» **PROVIDED DATA**
━━━━━━━━━━

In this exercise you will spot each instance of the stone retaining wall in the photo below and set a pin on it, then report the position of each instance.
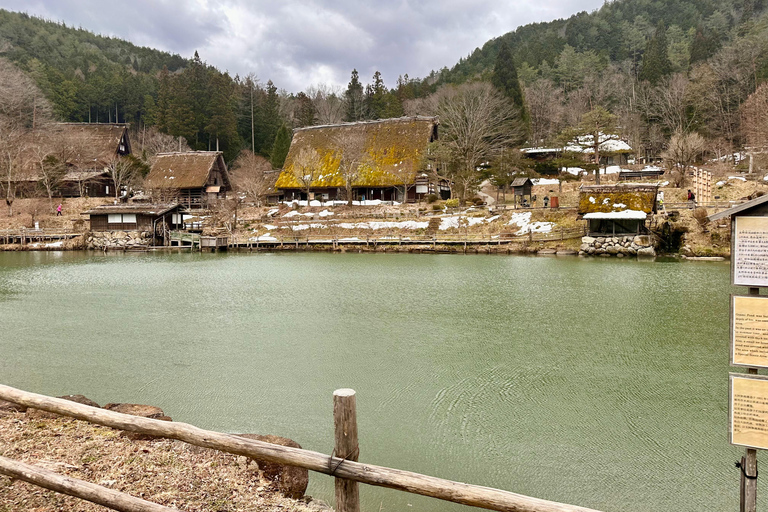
(105, 240)
(619, 246)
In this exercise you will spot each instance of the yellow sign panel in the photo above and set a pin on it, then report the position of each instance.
(750, 251)
(748, 418)
(749, 331)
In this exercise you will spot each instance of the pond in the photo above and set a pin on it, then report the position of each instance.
(601, 383)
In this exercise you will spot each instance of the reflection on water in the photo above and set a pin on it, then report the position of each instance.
(599, 383)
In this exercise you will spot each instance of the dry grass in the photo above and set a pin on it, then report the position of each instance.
(168, 472)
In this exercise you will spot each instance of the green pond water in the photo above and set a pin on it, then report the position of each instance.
(601, 383)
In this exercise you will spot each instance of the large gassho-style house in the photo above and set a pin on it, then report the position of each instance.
(391, 162)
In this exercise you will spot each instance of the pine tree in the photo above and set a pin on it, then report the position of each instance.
(354, 98)
(656, 64)
(505, 79)
(280, 147)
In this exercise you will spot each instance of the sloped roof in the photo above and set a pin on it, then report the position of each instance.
(520, 182)
(394, 152)
(608, 144)
(101, 141)
(189, 169)
(617, 198)
(146, 209)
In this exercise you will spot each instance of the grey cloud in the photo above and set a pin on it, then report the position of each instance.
(297, 44)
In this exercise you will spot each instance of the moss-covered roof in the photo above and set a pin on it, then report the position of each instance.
(102, 142)
(183, 170)
(617, 198)
(394, 152)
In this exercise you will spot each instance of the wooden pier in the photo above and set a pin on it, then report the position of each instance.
(27, 236)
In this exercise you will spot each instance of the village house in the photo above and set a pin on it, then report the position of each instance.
(617, 209)
(613, 151)
(194, 179)
(390, 161)
(133, 225)
(87, 149)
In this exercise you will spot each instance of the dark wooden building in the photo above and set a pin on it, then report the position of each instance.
(193, 178)
(152, 218)
(522, 188)
(617, 209)
(87, 150)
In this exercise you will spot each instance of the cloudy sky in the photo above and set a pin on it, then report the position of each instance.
(301, 43)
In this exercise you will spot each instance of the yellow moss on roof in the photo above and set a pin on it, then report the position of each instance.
(394, 152)
(617, 198)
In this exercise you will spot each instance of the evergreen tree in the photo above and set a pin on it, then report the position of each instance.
(354, 98)
(504, 77)
(304, 112)
(376, 98)
(280, 147)
(656, 64)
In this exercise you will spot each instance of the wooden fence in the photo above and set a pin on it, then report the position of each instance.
(298, 241)
(343, 466)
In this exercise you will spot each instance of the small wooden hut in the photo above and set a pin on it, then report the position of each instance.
(617, 209)
(193, 178)
(152, 218)
(522, 188)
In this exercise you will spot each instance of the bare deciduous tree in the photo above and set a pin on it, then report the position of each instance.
(329, 103)
(477, 122)
(250, 175)
(545, 107)
(350, 149)
(306, 168)
(682, 152)
(22, 109)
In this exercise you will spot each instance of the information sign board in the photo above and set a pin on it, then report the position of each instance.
(748, 410)
(749, 331)
(749, 261)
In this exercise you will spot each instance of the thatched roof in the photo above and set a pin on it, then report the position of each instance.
(145, 209)
(101, 143)
(183, 170)
(393, 155)
(617, 198)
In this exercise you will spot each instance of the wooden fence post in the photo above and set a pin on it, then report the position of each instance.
(346, 448)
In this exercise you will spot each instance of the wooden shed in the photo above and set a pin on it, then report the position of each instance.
(192, 178)
(522, 188)
(152, 218)
(617, 209)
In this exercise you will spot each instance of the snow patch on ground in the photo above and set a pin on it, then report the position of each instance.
(523, 220)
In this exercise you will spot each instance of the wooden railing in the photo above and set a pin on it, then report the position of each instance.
(429, 240)
(343, 466)
(26, 235)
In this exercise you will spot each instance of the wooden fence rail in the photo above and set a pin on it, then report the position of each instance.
(98, 494)
(339, 467)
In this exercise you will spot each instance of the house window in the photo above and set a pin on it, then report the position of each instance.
(121, 218)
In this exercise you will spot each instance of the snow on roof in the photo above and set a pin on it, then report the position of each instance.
(609, 143)
(625, 214)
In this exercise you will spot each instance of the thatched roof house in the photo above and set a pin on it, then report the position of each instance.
(392, 156)
(617, 209)
(193, 178)
(87, 150)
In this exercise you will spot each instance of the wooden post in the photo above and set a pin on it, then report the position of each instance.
(748, 486)
(346, 448)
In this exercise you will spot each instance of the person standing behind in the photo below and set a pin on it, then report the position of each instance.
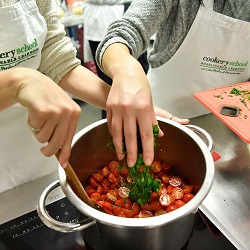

━━━━━━━━━━

» **PROBLEM DETAILS**
Could you duplicate all of the data above, line for line and unchanged, while leaving the pictures out?

» **FINAL ANSWER**
In this exercise you will spot each instance of the stone retaining wall in the photo below and set a pin on it, then report the position of each instance.
(105, 240)
(619, 246)
In this exercise you will spot each instance of the yellow sign panel in the photo above and set a pin on it, then report the position of each instance.
(750, 251)
(748, 418)
(749, 331)
In this exercise you will spot each instance of the pond in the photo above and set a pin on it, then report the position of each instance.
(601, 383)
In this exercise you will spot each instance of the reflection on water in the photo above and set a pin on it, then report the position of each instance.
(599, 383)
In this exercise you will spot each instance of the dry grass in the photo above and set a pin on it, then report the position of each instance.
(168, 472)
In this exercise you will spot each instance of the green pond water in the photo above and set a pin on it, then report the position of each instance.
(601, 383)
In this exercise you will spot each instance of the large gassho-style house in the photo above and set a pin on it, then report the position of each instance.
(391, 162)
In this exercise you will spot each instance of the pine tree in the photo above and set a pin on it, then report the position of each instance.
(354, 98)
(656, 64)
(505, 79)
(280, 147)
In this exercise you will spot each instance of the sloped roof in the photo above and set a pin on it, then report the position of each instance.
(520, 182)
(394, 152)
(608, 144)
(101, 141)
(189, 169)
(617, 198)
(146, 209)
In this exercise you will spot each instance of the grey cloud in the photo above and set a pin on it, then report the position of each instance.
(297, 44)
In this exercise you will spot each instance of the moss-covered roof in the photo above and set a pin on it, then report the position of each instance.
(102, 142)
(183, 170)
(617, 198)
(394, 152)
In this exercise you will spot each instance of the wooden pier in the photo above and set a pin on it, then report the position of each instance.
(27, 236)
In this exercise you will spot each instance of the village house in the photo above and set a pin on it, then report the position of each instance.
(617, 209)
(613, 151)
(194, 179)
(390, 161)
(133, 225)
(87, 149)
In this exercise you will spot each instance of the dark wooden building in the photo above and set a pin on it, then report the position of each instance.
(193, 178)
(152, 218)
(522, 188)
(617, 209)
(87, 150)
In this exercise you will spot each instance of the cloudy sky in the photo above and set a pin on it, then report the position of each instance.
(301, 43)
In this exercise you will spot each instance of the yellow moss on roof in the photo above and set a pin on it, then report the position of each instance.
(394, 152)
(617, 198)
In this exercise you will spot each instance of the evergreen tree in the photo above and set a pin on it, then report the position of each instance.
(354, 98)
(504, 77)
(304, 112)
(376, 98)
(280, 147)
(656, 64)
In this exercise you will spot each instance of the wooden fence in the photo above and set a pin on it, then report the position of each instance.
(298, 241)
(343, 466)
In this exercise you will spot each instance of the small wooden hut in the photo above and set a pin on it, then report the position of each instance.
(617, 209)
(193, 178)
(152, 218)
(522, 188)
In this exercise you will spot each instance of the bare deciduous tree in the photo above and set a pin on it, then report the position of each instance.
(329, 103)
(477, 122)
(250, 175)
(545, 107)
(350, 149)
(306, 168)
(682, 152)
(22, 109)
In this exercise you will spot each instance of the information sign board in the photo above and set a pin on it, then report the position of each instance.
(748, 410)
(749, 331)
(749, 261)
In this exercise you will spot each instance of the thatched roof in the photo above and set a pin on it, then report the position of each instance.
(145, 209)
(101, 143)
(183, 170)
(393, 155)
(617, 198)
In this exercise you will spot each instance of the wooden fence post in the photo above and set a pin on it, then report the position of each instance.
(346, 448)
In this exercise you will spot each instance of the wooden shed in the photo above and set a pin on it, then report the position of each instance.
(192, 178)
(522, 188)
(152, 218)
(617, 209)
In this exercise you will spot each instance of the snow patch on ground in the photo above and set a pin on it, then report the position of each instance.
(523, 220)
In this exercise you will spot each instance of the wooden railing in the photo above and set a pin on it, then report the position of each instance.
(429, 240)
(343, 466)
(26, 235)
In this exercise you will spot each instance of the wooden fence rail in the photo above and set a pin on it, then report the position of each instance.
(98, 494)
(339, 467)
In this exercise you will spot each instance of the house window in the photo above and set a pin on it, then report the position of each instance.
(121, 218)
In this exercise you will spot each instance of the snow on roof in the photo above and set a pin on it, then report the position of each instance.
(609, 143)
(625, 214)
In this exercise you will spot each instance of the thatched roof house in the photo above and set a pin on it, then report the position of each instance.
(392, 156)
(617, 209)
(193, 178)
(87, 150)
In this exercise you will spot each instance of the wooden post in the photo above and set a pin on it, then report the position of each instance.
(748, 486)
(346, 448)
In this exercise you will spot each instance of the person standing behind in the photo below and set a pin on it, then report the position of each instance.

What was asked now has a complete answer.